[Saved entries]
━━━━━━━━

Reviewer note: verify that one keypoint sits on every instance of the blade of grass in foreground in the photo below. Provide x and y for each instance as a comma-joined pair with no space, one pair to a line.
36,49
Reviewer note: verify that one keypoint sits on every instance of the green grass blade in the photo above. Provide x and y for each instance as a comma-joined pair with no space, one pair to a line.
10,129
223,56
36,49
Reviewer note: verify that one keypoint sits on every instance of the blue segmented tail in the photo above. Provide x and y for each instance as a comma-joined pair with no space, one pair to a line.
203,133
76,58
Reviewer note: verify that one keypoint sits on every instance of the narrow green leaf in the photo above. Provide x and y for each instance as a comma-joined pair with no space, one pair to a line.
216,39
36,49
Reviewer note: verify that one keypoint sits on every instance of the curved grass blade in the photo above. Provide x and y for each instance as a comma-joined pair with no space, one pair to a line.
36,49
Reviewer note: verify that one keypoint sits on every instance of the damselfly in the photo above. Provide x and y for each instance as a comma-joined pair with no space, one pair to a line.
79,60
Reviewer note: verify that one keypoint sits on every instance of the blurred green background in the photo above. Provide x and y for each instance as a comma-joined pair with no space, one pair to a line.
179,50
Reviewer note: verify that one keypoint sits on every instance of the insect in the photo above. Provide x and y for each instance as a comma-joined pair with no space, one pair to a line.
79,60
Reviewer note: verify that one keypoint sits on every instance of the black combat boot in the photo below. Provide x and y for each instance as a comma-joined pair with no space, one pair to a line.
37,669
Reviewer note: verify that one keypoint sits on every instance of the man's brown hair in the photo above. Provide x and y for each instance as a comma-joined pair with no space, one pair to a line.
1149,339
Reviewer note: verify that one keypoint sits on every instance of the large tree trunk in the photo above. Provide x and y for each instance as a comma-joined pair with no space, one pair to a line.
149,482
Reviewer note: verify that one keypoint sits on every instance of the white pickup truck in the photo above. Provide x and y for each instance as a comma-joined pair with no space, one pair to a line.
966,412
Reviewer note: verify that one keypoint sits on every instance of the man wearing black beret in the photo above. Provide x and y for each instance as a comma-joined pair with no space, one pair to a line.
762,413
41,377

━━━━━━━━

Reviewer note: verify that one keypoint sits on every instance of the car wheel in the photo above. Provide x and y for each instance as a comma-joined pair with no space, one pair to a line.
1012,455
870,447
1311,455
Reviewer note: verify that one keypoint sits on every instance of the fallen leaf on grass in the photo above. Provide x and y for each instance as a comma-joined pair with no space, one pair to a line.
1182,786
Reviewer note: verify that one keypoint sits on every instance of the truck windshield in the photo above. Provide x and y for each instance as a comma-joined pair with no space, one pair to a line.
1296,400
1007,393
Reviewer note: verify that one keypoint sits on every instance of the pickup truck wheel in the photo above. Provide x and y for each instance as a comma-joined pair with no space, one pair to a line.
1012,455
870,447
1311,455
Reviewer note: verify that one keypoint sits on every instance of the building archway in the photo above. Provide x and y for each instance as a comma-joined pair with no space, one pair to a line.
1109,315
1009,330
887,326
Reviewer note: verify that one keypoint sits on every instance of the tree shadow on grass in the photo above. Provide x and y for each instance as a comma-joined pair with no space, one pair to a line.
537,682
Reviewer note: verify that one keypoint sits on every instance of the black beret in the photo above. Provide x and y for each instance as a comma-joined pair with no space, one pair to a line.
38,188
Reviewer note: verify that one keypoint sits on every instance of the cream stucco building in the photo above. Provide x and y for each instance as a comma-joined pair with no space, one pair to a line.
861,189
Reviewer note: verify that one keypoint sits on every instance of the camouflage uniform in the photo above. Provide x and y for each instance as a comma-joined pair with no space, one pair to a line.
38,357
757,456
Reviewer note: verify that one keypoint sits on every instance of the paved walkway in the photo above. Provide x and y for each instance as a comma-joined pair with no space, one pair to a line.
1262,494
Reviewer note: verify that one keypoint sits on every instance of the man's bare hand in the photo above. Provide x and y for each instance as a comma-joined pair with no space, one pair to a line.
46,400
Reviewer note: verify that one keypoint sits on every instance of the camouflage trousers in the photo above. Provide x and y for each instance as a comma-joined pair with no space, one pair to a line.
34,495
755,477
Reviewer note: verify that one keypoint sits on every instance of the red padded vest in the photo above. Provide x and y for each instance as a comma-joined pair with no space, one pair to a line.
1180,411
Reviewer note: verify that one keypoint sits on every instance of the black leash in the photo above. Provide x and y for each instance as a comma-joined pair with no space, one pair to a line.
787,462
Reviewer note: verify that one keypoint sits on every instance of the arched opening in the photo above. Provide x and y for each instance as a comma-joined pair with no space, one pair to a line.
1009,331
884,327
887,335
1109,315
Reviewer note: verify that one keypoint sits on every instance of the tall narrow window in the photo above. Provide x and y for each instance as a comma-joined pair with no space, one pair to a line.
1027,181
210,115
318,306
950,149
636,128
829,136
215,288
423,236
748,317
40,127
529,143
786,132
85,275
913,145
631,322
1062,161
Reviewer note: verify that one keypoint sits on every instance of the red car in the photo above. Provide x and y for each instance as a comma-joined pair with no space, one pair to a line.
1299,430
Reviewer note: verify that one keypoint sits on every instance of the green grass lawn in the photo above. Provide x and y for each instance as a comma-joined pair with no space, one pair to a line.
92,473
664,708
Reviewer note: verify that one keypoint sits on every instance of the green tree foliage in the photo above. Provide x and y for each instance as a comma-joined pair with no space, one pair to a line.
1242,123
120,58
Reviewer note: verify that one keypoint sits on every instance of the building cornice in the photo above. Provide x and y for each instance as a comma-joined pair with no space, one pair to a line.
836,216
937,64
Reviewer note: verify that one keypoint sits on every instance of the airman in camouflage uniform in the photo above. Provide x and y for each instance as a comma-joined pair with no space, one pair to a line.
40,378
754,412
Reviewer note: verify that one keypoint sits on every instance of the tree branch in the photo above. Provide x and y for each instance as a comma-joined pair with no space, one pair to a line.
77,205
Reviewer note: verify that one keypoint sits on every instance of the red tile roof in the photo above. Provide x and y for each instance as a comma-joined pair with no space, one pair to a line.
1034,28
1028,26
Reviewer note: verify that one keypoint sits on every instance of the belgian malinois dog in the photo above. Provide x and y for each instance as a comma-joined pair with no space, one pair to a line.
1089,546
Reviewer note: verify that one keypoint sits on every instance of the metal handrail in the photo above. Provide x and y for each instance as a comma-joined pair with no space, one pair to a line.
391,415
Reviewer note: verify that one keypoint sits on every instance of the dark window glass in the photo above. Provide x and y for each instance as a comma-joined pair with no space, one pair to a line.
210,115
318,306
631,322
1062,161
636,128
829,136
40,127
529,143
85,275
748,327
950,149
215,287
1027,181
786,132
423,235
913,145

━━━━━━━━

Aim: Please identify each line above that contains the word "combat", and copy every such line in full.

Full response:
Reviewer note: verify that one keypoint sits on every instance of the black combat boot in the photo below. Provide x and y for each instance as a comma-joined pair with no space, one pair to a line.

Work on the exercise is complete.